Records from an annotation dataset
^^^^
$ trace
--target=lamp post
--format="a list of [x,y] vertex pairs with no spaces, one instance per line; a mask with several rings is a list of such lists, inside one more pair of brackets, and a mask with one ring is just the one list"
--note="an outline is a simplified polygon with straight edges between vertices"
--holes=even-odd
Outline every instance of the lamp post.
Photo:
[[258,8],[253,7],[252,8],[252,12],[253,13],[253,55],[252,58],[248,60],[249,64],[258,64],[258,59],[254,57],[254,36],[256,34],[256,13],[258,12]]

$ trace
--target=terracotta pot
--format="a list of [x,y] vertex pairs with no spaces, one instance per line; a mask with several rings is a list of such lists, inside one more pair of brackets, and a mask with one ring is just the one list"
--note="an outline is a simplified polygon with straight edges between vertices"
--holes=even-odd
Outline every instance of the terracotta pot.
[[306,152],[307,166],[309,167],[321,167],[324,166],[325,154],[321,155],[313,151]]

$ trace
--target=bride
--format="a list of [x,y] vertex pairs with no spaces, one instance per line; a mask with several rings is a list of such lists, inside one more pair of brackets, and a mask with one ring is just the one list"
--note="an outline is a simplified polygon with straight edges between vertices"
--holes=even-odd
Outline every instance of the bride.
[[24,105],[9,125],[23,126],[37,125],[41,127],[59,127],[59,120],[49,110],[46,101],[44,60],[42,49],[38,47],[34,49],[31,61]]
^^^^
Each record must be returned exactly as it is written.

$ trace
--target=lamp post
--format="a list of [x,y] vertex pairs with no spaces, one instance per line; a mask with several rings is a list of such lists, inside one more pair of brackets, and a mask with one ring is just the one list"
--note="an outline is a simplified polygon with straight edges between vertices"
--holes=even-odd
Outline every instance of the lamp post.
Photo:
[[258,8],[253,7],[252,8],[252,12],[253,13],[253,55],[252,58],[248,60],[249,64],[258,64],[258,59],[254,57],[254,36],[256,34],[256,13],[258,12]]

$ trace
--target=terracotta pot
--format="a list of [x,y] vertex pairs with no spaces, one instance per line; a mask with several rings is a list of such lists, inside one more pair of brackets, and a mask with one ring is just the one list"
--note="an outline is a simplified polygon with straight edges between vertices"
--holes=even-odd
Outline every instance of the terracotta pot.
[[306,152],[307,166],[309,167],[321,167],[324,166],[325,154],[321,155],[313,151]]

$ trace
--target=bride
--format="a list of [x,y] vertex pairs with no spaces, one instance per line; a mask with several rings is a list of such lists, inside one more pair of brackets, and a mask with one ring is just the one list"
--note="an outline is a simplified polygon with straight edges between vertices"
--holes=even-odd
Outline every instance of the bride.
[[24,105],[9,125],[23,126],[37,125],[41,127],[59,127],[59,120],[49,110],[46,101],[44,60],[42,49],[38,47],[34,49],[31,61]]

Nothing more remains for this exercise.